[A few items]
━━━━━━
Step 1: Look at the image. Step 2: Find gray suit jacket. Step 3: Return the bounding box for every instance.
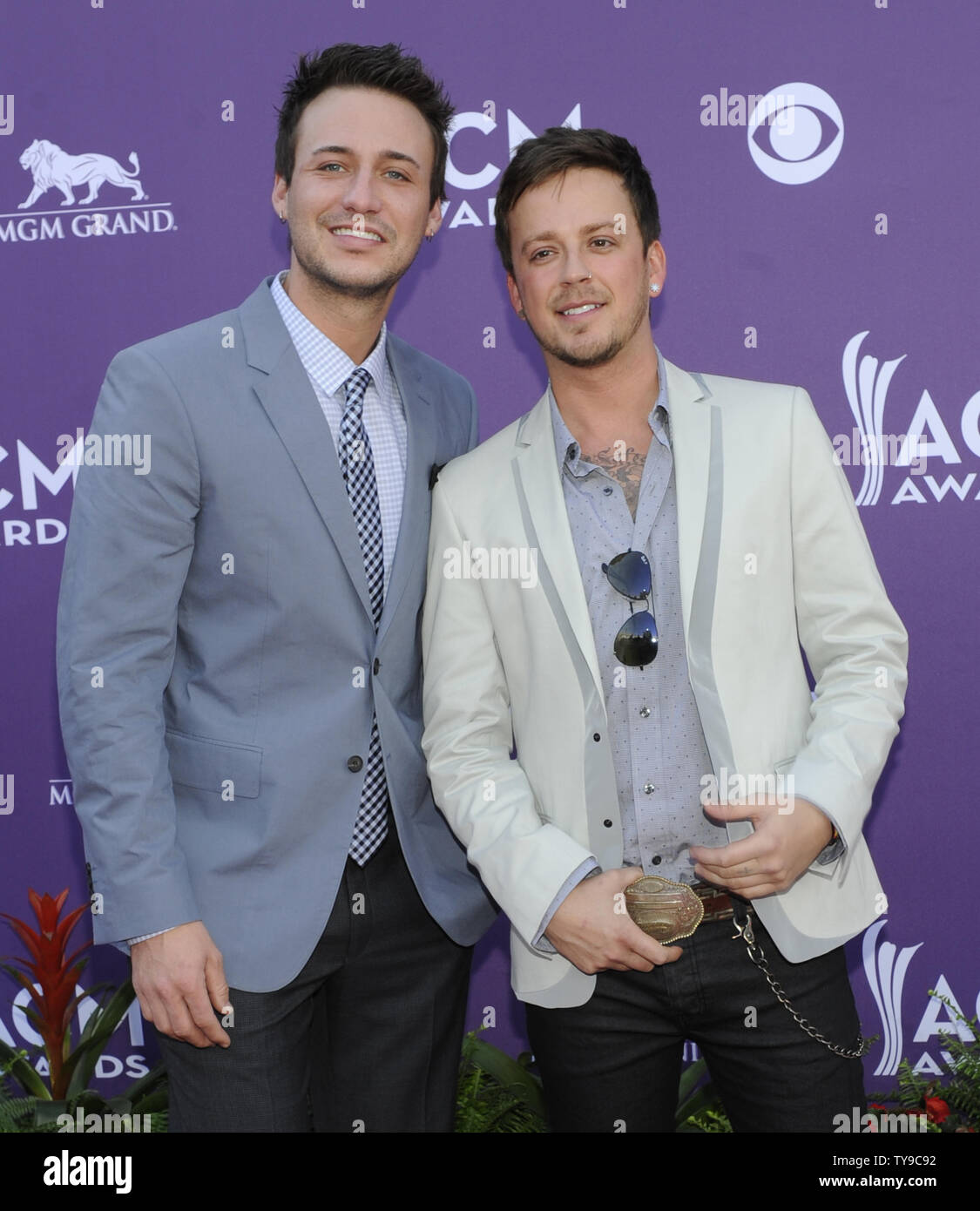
[58,281,494,991]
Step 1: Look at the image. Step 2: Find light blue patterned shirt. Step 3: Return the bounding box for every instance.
[271,273,409,592]
[534,350,728,952]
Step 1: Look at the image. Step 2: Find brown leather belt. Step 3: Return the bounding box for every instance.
[691,883,734,924]
[625,875,734,946]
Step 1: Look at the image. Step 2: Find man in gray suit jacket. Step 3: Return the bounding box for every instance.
[58,44,494,1131]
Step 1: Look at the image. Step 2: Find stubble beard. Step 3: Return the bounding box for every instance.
[527,289,649,369]
[291,225,418,301]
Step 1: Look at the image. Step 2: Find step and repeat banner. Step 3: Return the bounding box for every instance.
[0,0,980,1093]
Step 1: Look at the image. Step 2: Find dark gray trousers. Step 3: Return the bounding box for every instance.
[158,827,472,1133]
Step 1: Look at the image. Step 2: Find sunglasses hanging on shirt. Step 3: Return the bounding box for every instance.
[602,551,658,668]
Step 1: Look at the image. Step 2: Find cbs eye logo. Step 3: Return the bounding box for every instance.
[748,84,844,186]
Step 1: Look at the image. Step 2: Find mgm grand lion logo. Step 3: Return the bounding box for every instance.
[17,139,146,211]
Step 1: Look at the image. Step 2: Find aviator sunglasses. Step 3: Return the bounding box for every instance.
[602,551,658,668]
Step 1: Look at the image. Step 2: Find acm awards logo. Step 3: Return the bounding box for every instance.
[443,100,581,231]
[834,332,980,505]
[862,918,980,1077]
[0,984,149,1080]
[0,139,177,243]
[0,438,78,549]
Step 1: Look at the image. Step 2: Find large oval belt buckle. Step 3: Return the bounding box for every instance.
[626,875,704,946]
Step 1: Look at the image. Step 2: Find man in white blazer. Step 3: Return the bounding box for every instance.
[422,128,906,1131]
[58,44,496,1133]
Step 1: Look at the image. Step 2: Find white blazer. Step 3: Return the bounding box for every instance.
[422,362,908,1006]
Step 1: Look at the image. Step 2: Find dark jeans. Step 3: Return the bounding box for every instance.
[158,827,472,1133]
[527,914,865,1133]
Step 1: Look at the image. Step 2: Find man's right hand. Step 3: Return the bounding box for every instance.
[544,866,682,976]
[131,920,232,1047]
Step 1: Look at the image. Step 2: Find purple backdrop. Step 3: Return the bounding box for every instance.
[0,0,980,1091]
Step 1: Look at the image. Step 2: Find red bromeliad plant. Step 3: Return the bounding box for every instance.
[0,888,92,1101]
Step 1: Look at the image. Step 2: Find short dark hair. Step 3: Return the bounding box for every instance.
[276,43,454,205]
[493,126,660,275]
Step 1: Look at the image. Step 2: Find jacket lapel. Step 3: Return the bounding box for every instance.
[512,388,602,698]
[664,360,720,652]
[375,332,436,640]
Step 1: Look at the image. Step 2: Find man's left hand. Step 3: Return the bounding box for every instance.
[691,797,834,900]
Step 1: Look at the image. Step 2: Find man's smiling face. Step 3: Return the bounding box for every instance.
[273,87,441,298]
[508,168,666,367]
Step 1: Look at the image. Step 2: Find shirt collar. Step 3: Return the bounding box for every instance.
[548,347,670,473]
[270,270,390,398]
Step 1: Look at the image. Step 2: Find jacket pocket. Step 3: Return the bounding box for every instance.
[166,729,261,802]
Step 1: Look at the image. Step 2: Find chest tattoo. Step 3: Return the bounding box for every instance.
[581,442,647,521]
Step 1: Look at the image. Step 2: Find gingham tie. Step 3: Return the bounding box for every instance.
[341,366,388,866]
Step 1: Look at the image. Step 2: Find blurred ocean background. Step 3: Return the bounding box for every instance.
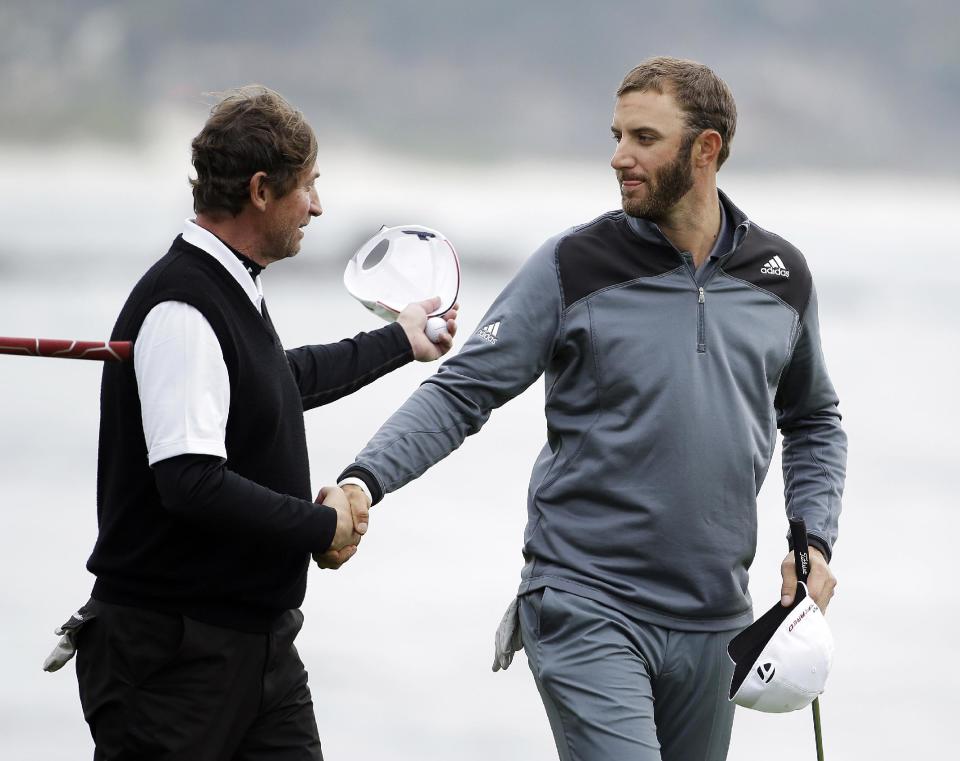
[0,0,960,761]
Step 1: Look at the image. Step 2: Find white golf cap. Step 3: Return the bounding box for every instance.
[343,225,460,321]
[727,582,833,713]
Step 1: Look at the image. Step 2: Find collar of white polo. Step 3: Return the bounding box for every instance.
[727,582,833,713]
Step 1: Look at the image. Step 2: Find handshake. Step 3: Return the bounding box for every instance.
[313,484,370,569]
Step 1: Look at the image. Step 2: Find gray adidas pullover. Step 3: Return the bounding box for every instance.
[343,193,846,631]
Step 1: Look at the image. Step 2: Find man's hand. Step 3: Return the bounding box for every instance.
[780,545,837,613]
[397,297,460,362]
[313,486,368,569]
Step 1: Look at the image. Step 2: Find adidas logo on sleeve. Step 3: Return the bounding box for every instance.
[760,256,790,277]
[477,320,500,344]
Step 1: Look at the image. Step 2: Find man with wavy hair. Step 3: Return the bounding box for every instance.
[67,86,455,761]
[344,58,846,761]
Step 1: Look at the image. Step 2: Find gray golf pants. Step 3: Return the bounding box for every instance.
[520,587,739,761]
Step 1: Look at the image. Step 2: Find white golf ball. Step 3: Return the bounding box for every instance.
[424,317,447,343]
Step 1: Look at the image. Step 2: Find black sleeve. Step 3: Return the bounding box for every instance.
[287,323,413,410]
[153,454,337,552]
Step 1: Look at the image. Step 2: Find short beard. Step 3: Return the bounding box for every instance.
[623,133,697,222]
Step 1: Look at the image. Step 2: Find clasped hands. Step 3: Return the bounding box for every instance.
[313,484,370,569]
━━━━━━
**TASK TO COMPLETE**
Lay out the items from the line containing "Step 1: Look at the image. Step 2: Find red" up to and including the line containing "[691,797,834,900]" as a two-column CSV with the headers item_text and answer. Give one row per item, putting each value in a single quoted field and replacing line breaks with spaces.

**THE COMPLETED TASK**
item_text,answer
"Step 1: Look at the image. Step 2: Find red bromeliad plant. Step 3: Return the bounding box for every instance.","[0,888,92,1101]"
"Step 1: Look at the image. Step 2: Find short dark hair. Step 3: Return the bounding box for every instance.","[276,43,454,205] [493,126,660,275]"
"Step 1: Look at the image. Step 2: Find jacket lapel. Step 3: Return the bounding box for every instance.","[512,388,602,698] [664,360,720,652] [375,332,436,640]"
"Step 1: Look at the image. Step 2: Find man's left hand. Step 3: Return the bounding box for every instance.","[691,797,834,900]"